§ TASK DIRECTIONS
Find each line in the items below that contains the word "tree", and copy those lines out. Case counts: match only that exact capitalization.
-------- RECORDS TO PROCESS --------
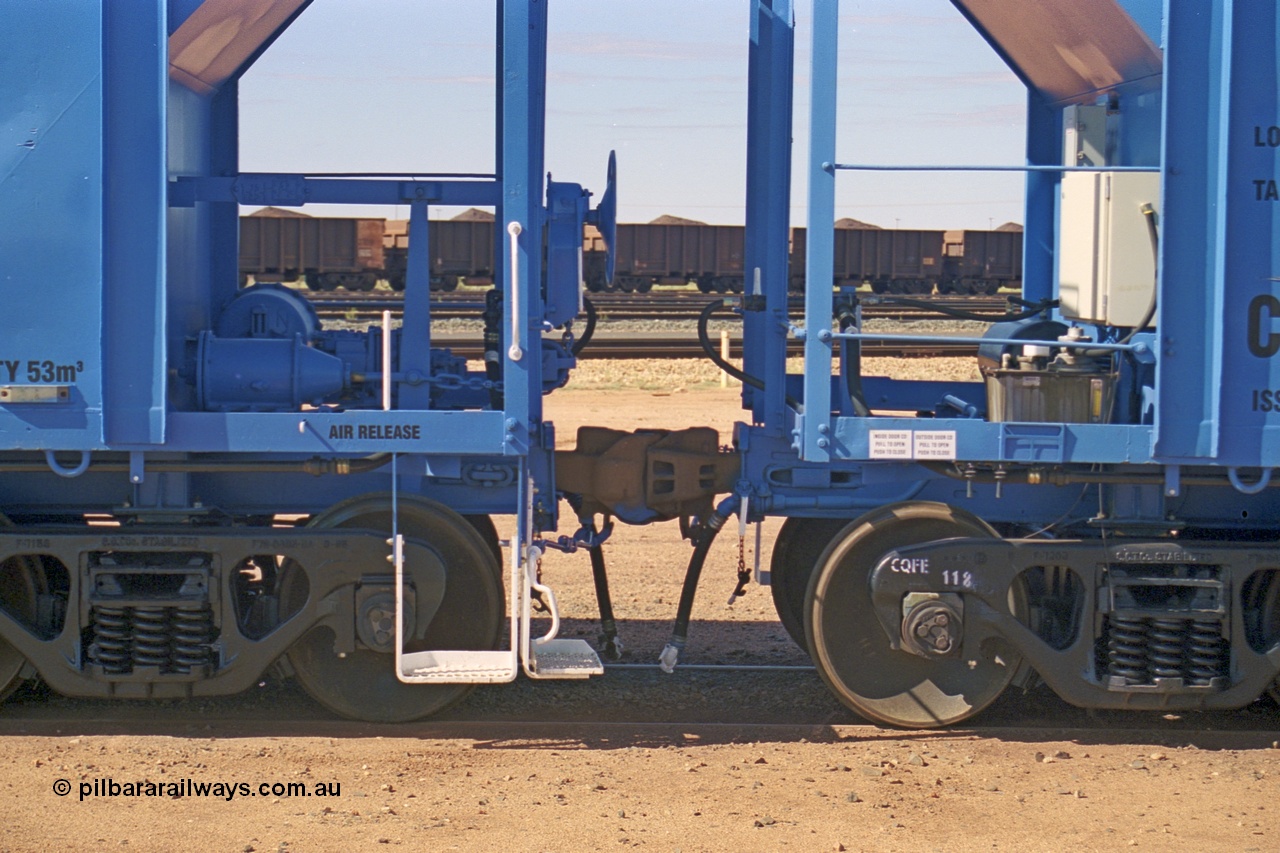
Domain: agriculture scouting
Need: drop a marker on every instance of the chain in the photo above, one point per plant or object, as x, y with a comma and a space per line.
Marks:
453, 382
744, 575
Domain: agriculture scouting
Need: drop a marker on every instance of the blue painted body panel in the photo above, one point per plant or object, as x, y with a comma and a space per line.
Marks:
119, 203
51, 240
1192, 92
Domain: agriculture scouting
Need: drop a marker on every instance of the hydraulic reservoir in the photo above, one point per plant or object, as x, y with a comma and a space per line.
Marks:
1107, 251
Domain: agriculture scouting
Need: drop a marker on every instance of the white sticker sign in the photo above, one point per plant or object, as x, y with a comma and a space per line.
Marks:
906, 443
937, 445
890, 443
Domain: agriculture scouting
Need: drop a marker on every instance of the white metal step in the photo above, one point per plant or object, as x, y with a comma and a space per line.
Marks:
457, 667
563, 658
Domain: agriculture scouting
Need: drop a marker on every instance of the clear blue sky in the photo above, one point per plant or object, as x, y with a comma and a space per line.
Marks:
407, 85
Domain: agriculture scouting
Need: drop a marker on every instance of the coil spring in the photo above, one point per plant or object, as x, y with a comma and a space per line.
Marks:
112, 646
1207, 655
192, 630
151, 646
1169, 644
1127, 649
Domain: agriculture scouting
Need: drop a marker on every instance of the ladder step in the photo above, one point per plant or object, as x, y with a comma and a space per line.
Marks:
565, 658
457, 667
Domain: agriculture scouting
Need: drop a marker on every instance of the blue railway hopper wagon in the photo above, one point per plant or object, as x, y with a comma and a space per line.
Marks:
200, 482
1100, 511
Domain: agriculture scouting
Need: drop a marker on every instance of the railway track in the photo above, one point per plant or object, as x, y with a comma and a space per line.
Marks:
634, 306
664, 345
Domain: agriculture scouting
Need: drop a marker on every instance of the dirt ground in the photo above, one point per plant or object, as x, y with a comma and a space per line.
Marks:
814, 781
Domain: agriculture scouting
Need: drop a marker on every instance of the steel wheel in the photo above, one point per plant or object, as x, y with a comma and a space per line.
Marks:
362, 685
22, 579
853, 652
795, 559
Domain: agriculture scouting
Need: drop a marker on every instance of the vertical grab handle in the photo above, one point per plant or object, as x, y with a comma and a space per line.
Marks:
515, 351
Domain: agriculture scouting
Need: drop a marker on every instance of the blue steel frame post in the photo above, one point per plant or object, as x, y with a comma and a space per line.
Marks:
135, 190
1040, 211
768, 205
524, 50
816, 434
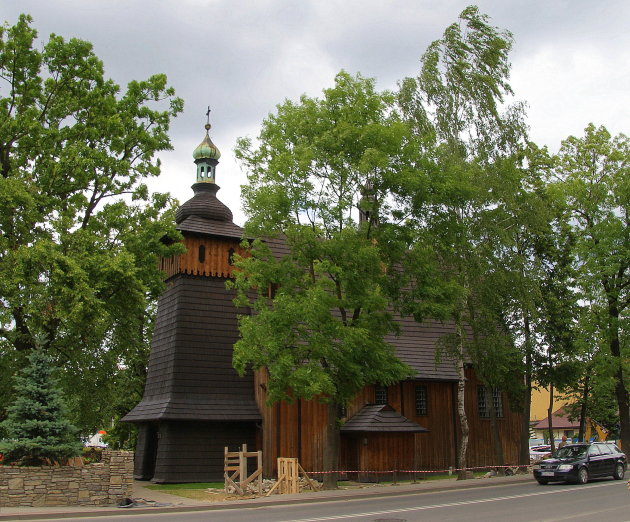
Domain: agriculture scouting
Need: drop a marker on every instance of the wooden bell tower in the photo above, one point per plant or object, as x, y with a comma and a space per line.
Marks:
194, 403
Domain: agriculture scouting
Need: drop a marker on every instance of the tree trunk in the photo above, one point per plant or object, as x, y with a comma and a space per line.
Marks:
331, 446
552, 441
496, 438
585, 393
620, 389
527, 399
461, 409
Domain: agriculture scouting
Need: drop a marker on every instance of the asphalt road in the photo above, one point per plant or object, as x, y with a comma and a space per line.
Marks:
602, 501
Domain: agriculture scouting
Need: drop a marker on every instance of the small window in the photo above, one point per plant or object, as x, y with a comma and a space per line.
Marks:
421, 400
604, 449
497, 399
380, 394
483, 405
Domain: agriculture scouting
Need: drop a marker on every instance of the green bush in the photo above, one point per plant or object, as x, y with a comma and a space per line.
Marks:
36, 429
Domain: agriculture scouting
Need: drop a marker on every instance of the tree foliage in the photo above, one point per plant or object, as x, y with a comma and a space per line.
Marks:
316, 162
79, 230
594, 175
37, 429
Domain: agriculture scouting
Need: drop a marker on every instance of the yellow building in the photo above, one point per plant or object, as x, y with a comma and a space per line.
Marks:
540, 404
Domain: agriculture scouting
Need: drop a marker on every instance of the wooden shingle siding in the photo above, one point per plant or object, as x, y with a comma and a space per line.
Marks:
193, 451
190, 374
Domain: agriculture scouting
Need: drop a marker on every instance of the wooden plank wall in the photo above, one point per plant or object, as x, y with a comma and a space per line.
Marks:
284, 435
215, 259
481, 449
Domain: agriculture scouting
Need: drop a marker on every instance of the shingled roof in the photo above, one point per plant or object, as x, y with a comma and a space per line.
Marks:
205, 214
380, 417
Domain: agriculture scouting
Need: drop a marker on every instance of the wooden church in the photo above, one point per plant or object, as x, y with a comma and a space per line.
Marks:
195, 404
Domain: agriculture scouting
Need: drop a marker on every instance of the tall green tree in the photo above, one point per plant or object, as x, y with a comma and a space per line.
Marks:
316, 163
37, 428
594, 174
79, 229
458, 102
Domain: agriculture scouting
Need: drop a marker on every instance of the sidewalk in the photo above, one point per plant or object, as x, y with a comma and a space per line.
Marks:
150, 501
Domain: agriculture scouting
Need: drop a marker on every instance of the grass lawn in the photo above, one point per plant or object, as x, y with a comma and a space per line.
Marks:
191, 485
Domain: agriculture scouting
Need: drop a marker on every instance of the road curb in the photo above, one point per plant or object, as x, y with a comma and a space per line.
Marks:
--------
§ EXERCISE SOLUTION
Need: drop a marker on every instance of the tree trunk in the photo above, one point per plant or object, as x, y with a comma and a space per line.
Need: drop a marker on every instance of the tree foliage in the photo above, one point per plant or object, as x, y with a comma and a space per line.
Need: drop a marker on every instance of the tall green tree in the photo above, one point per plant or object, as x, y with a comma and a space per line.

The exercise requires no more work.